Preguntas del ejercicio.
1. Transcribe del texto sobre la ciudad y la arquitectura el pasaje que comienza en las palabras "Finalizaban las décadas" y termina después de "de los sentidos.".
2. En el texto sobre la ciudad y la arquitectura, ¿qué tipos de construcciones y espacios se enumeran a partir de "tantos centros de cultura"? Menciónalos todos.
3. Prolonga el texto sobre la ciudad y la arquitectura a partir de su última oración.

Extracto de página.
▼
Finalizaban las décadas del siglo XX, el proyecto de la ciudad para el nuevo siglo parecía tener evidencias de los errores cometidos, culpabilizando a los modos del pensar sobre la ciudad postindustrial heredada, por el hecho de haberse pronunciado a favor de la razón, sin advertir que la razón no contribuye, por si sola, sin la evidencia de los sentidos.
De nuevo, el interrogante, acotado ya en las décadas iniciales del XXI ¿Cómo construir los espacios de la ciudad, ya metrópoli globalizada?, ¿Cómo idea y saber? o ¿Cómo metáfora y forma?. Para la mirada científico-técnica, en la que hoy nos encontramos, la arquitectura nunca ha superado configurarse como metáfora; vigentes siguen aun los residuos del postmodernismo y extravagantes se manifiestan en los “fetiches fenicios”, que invaden la complejidad del tejido metropolitano español, en una polisemia icónica destinada a levantar un cierto “optimismo transparente” para sofocar la angustia del nómada telemático; como resulta de grotesca actualidad, ese sumario de los decorados del derroche, desde el finisterre de la “ciudad de la cultura” (Santiago de Compostela), al mediterráneo de la “ciudad de las artes” (Valencia), sin olvidar las grandes ciudades y pueblos españoles, hermanados por tantas imágenes que construye una supuesta “modernidad reciclada”, en tantos centros de cultura, museos, aeropuertos, parques temáticos, palacios de congresos y mitificadoras áreas de ocio… La deriva moral de la ideología del derroche desarrollada en el país durante estos años, nos sitúa ante la profética intuición de W. Benjamín, que señalaba en la convulsa sociedad de los años treinta: una humanidad que le permite vivir su propia destrucción como un goce estético.
▲
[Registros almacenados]
▼
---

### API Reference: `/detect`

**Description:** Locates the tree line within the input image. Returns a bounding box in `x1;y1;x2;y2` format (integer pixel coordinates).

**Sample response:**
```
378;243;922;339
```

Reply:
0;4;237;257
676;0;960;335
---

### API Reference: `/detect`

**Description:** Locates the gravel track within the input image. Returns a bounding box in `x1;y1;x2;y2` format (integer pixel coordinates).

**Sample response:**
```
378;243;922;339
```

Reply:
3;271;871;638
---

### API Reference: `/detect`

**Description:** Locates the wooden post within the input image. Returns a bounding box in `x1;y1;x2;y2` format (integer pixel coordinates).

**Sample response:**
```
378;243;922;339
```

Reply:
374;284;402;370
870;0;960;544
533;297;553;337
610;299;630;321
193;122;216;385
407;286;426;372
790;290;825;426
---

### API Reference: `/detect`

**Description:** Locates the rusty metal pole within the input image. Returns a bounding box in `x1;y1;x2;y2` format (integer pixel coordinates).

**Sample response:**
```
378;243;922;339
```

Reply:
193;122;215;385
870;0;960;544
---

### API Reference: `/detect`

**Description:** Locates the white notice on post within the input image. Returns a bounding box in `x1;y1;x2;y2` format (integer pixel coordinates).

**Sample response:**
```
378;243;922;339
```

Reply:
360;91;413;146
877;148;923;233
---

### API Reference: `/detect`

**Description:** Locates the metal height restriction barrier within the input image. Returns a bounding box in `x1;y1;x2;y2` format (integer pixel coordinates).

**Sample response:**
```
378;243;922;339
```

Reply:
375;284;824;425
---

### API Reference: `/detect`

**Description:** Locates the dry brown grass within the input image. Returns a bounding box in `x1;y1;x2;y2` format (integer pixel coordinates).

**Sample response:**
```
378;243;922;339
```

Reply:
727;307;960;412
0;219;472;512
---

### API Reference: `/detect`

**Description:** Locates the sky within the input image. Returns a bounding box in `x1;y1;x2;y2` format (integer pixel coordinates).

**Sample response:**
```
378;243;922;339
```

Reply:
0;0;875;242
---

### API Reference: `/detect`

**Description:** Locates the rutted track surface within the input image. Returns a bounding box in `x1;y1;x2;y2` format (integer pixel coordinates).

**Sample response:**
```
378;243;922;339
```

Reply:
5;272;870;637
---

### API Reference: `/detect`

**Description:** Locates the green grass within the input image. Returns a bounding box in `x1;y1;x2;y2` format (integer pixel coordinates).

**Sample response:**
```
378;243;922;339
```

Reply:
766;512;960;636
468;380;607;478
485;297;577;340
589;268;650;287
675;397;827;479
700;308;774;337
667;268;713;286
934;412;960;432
▲
Respuestas del ejercicio.
1.
Finalizaban las décadas del siglo XX, el proyecto de la ciudad para el nuevo siglo parecía tener evidencias de los errores cometidos, culpabilizando a los modos del pensar sobre la ciudad postindustrial heredada, por el hecho de haberse pronunciado a favor de la razón, sin advertir que la razón no contribuye, por si sola, sin la evidencia de los sentidos.

2. Centros de cultura, museos, aeropuertos, parques temáticos, palacios de congresos y áreas de ocio (las "mitificadoras áreas de ocio").

3.
Las arquitecturas que protagonizan los lugares de la metrópoli contemporánea, responden a una condición mercantil, donde el edificio como objeto–fetiche, giro visual de la arquitectura acentuado en la postmodernidad, ha de rentabilizar la imagen; sus diseñadores adquieren el rango de sofistas del espacio urbano, versados en la retorica de las formas, con dominio del lenguaje del ordenador, que permite expresar de manera análoga la belleza o vanalidad de un espacio, su función, es vender la imagen que produce. Arquitecturas de franquicias destinadas a consumir de manera eficiente, los ritos de la forma libre, los espacios del destiempo, de los símbolos de estratificación cultural de los objetos, del mito burgués del significado del estatus, hijo de su ambivalencia social, sublimados en un sucedáneo estético que de nuevo pretende marginar el sentido político de la ciudad.
Los espacios dominantes construidos por la industria de la cultura vienen manipulados por las oligarquías de la “estética de evasión”, hábilmente soportada por ambiciosas tecnologías estructurales para la comercialización visual de lo contemporáneo, que van configurando la nueva cartografía metropolitana, bien definida por los mapas que registran los modos de producción, aquellos que canalizan las redes de intercambio y negocios, y, esa guía sentimental de consumo y ocio.
La “utopía de los fines” que animaban las imágenes de las vanguardias del siglo precedente, han claudicado, por el momento, ante la “utopía de los medios” que impone el capitalismo de mercado globalizado. Nada más prioritario que un reencuentro con la vieja polis, bajo un triple proyecto, critico, político y existencial.